▸ **Problem statement**:
Count the lines in the listing below that contain the word "shirt", and reply with only that number.

▸ **Data shown**:
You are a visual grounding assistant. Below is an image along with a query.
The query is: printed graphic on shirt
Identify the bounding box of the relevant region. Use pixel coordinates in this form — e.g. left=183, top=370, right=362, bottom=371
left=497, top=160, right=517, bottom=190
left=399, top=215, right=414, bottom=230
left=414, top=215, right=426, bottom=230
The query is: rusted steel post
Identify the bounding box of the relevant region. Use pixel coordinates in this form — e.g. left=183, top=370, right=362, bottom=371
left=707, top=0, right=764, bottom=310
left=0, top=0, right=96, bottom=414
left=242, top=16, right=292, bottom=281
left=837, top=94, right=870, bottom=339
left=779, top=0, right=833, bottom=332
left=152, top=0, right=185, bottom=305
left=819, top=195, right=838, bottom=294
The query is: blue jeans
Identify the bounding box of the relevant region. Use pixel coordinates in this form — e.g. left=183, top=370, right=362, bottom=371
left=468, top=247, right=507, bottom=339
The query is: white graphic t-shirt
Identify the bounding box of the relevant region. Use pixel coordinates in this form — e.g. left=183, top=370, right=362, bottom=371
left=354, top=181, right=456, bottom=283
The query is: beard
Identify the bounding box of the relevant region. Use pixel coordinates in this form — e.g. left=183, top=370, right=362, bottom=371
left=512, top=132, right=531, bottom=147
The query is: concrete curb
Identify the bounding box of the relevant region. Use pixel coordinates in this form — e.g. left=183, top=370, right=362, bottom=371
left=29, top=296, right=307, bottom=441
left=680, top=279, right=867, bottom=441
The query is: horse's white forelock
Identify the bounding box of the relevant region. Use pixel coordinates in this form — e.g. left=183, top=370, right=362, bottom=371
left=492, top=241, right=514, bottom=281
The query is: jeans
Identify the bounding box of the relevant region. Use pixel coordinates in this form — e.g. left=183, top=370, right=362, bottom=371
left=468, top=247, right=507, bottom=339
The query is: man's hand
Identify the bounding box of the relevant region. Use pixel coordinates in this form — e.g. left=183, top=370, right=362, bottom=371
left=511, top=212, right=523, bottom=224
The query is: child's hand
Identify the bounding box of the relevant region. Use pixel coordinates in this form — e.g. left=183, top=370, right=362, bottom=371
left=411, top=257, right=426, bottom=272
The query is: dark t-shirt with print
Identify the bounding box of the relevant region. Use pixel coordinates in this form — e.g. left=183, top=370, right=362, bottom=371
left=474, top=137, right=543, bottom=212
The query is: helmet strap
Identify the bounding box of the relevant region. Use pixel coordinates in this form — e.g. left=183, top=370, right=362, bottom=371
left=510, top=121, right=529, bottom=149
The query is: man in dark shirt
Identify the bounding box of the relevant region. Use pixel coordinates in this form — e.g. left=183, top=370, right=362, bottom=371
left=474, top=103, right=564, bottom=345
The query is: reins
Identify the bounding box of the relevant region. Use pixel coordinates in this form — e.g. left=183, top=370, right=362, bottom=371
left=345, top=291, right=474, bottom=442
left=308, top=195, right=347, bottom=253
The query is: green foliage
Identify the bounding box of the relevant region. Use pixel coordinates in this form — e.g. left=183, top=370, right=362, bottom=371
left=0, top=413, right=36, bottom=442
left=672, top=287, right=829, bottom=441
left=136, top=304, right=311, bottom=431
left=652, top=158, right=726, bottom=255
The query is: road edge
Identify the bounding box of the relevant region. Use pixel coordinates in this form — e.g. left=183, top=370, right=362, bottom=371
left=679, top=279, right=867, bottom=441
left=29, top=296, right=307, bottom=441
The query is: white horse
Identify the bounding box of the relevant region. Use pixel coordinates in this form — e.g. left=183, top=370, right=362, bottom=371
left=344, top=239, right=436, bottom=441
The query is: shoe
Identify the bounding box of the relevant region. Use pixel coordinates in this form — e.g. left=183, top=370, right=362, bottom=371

▸ **The solution**:
4